-- Start --

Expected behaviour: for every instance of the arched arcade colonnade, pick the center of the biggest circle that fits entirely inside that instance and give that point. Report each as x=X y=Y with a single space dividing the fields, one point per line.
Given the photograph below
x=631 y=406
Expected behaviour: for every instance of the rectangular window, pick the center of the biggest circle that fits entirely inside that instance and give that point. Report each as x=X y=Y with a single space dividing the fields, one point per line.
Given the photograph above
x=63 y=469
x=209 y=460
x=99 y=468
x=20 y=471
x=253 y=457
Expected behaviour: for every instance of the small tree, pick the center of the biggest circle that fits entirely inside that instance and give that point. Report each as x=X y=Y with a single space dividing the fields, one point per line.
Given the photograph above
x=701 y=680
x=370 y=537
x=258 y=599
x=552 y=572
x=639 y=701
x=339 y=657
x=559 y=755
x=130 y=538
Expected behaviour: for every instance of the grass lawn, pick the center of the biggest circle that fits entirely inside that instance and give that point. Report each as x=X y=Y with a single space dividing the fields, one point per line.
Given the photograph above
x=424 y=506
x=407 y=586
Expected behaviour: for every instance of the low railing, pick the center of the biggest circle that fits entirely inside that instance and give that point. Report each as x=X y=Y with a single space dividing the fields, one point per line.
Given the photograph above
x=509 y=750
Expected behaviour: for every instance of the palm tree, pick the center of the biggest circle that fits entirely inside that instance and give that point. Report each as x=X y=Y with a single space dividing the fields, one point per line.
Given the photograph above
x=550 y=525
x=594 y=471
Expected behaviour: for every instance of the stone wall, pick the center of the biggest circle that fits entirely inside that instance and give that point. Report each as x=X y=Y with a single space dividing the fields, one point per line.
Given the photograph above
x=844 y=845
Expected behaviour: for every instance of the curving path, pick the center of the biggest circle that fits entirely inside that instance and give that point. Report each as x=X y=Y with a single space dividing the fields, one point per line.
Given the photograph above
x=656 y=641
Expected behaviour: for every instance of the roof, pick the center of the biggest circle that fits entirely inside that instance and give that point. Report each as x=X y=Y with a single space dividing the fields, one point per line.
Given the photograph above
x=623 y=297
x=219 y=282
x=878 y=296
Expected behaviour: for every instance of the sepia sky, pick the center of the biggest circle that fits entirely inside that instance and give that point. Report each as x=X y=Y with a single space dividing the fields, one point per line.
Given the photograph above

-- End --

• [Stated problem]: Set down, word for word, only the lines running from the line with "Expected behaviour: for every instance of the roof, pick" to the last line of the listing above. Both of those lines belong in your answer.

• [Result for this task]:
Expected behaviour: for every instance of the roof, pick the center of the biggest circle that fits entirely inside that instance and give that point. Report each as x=X y=Y with a single space dividing the fields, one point per line.
Given the photograph above
x=623 y=297
x=219 y=282
x=878 y=296
Expected behaviour: for every instance of the sepia sky, pick the center of the biggest circle that fits entirely inside that instance and give that point. Report each as x=X y=Y with a single space dividing the fields, one point per line.
Given the photograph above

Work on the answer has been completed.